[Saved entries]
======
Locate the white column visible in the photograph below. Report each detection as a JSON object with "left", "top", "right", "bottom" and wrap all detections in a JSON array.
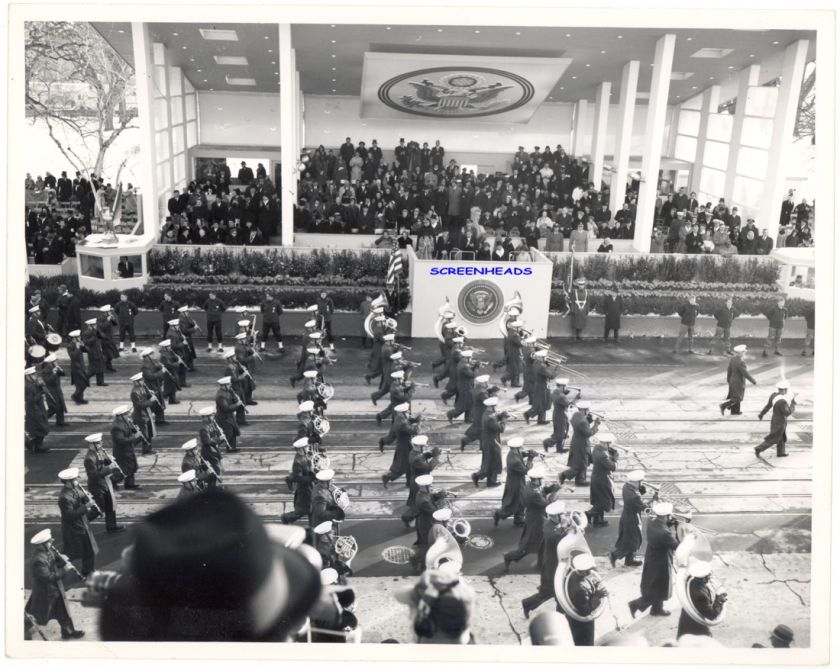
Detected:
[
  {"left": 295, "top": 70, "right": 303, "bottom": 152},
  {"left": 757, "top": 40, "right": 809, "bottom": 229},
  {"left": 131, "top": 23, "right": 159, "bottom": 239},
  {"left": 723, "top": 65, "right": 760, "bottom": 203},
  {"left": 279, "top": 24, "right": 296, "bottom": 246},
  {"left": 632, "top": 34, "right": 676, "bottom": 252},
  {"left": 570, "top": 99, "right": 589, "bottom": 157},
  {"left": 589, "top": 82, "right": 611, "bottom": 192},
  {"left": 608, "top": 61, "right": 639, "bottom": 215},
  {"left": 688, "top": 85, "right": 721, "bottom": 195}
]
======
### Exercise brief
Each record must appear again exactly as written above, without its pictures.

### Expected answer
Locate the white column visible in the photograph below. Report each detection as a JSON object with "left", "top", "right", "bottom" and wrap all detections in a JSON array.
Detected:
[
  {"left": 295, "top": 70, "right": 303, "bottom": 152},
  {"left": 757, "top": 40, "right": 809, "bottom": 229},
  {"left": 131, "top": 23, "right": 159, "bottom": 239},
  {"left": 723, "top": 65, "right": 760, "bottom": 203},
  {"left": 279, "top": 24, "right": 296, "bottom": 246},
  {"left": 632, "top": 34, "right": 676, "bottom": 252},
  {"left": 570, "top": 99, "right": 589, "bottom": 157},
  {"left": 589, "top": 82, "right": 611, "bottom": 192},
  {"left": 608, "top": 61, "right": 639, "bottom": 215},
  {"left": 688, "top": 85, "right": 721, "bottom": 195}
]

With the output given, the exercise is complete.